▶ [What is expected]
Your answer should hold all lines of the entries that include the word "tongue".

▶ [Task data]
○ ○ ○ ○ ○ ○ ○
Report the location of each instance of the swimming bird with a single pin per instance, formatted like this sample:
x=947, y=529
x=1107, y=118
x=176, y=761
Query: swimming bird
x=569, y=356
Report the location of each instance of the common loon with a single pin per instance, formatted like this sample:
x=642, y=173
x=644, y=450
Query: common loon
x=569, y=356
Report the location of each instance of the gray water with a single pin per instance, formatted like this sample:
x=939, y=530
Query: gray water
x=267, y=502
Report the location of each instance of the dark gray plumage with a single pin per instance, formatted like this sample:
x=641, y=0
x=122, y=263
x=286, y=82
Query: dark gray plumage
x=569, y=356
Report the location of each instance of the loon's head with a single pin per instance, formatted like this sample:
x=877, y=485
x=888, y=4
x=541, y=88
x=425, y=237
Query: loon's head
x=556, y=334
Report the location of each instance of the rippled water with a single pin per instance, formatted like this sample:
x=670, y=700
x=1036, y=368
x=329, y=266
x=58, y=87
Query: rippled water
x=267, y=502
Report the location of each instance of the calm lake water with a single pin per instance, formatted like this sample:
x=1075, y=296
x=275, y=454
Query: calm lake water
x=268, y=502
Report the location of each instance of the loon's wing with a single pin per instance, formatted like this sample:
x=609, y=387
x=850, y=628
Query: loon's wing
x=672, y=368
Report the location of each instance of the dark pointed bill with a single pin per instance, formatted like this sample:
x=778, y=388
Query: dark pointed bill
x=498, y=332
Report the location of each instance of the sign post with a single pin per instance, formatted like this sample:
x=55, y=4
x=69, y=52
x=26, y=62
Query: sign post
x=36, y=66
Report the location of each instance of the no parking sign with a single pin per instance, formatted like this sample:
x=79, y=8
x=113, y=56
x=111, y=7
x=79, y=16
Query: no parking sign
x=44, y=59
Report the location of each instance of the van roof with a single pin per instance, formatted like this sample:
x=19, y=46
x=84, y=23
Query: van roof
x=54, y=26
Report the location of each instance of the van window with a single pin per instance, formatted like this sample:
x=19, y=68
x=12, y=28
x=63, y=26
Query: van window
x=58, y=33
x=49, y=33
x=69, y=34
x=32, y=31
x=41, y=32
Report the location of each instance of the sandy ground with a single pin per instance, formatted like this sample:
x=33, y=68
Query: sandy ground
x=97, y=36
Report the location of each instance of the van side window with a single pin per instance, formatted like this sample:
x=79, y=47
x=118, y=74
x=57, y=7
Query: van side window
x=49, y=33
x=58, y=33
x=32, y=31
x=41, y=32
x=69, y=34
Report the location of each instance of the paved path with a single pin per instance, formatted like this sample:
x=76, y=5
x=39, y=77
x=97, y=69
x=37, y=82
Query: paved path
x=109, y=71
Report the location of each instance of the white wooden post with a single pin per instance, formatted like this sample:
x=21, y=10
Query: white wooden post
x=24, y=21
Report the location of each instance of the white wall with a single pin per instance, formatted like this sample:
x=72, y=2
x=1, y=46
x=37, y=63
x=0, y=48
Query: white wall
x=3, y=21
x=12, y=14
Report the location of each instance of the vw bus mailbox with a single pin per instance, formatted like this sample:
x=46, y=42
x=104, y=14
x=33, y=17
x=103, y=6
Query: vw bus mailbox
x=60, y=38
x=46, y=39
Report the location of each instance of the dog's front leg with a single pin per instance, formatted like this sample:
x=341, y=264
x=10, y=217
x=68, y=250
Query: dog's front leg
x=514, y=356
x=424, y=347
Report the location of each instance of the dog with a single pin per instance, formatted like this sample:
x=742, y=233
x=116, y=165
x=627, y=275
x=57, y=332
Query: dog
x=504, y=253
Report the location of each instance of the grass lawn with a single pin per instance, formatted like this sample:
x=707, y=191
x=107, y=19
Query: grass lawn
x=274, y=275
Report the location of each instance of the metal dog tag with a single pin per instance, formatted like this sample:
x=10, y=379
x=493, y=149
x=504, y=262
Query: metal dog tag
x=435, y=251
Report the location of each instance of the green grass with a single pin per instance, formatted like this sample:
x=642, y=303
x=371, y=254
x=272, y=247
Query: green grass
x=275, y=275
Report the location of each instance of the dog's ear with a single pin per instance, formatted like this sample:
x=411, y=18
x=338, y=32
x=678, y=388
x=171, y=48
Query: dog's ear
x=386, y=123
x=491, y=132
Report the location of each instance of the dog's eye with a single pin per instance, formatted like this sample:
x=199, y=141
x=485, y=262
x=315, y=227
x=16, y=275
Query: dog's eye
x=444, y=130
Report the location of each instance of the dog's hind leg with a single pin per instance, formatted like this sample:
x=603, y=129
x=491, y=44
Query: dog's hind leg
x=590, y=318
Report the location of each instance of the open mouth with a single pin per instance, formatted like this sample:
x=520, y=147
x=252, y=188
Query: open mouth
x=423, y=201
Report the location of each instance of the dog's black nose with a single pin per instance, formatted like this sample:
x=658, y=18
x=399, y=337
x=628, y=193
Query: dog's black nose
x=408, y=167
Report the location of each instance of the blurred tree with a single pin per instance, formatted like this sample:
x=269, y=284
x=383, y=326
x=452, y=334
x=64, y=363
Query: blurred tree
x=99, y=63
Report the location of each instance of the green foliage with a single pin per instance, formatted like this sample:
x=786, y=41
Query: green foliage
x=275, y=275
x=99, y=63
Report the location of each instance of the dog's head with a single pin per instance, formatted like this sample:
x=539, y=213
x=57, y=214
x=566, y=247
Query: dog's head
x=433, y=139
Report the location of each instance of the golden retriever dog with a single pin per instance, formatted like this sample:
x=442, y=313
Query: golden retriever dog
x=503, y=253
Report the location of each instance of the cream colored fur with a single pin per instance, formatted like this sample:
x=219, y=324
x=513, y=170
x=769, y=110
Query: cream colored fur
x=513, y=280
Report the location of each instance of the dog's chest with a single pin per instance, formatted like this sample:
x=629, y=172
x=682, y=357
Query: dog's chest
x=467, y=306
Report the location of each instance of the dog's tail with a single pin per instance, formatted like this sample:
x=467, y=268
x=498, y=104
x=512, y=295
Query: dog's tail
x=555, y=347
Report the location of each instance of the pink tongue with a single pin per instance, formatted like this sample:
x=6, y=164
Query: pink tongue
○ ○ ○ ○ ○ ○ ○
▶ [Finished task]
Report the location of each instance of the pink tongue with a single pin per instance, formatted like this sample:
Query: pink tongue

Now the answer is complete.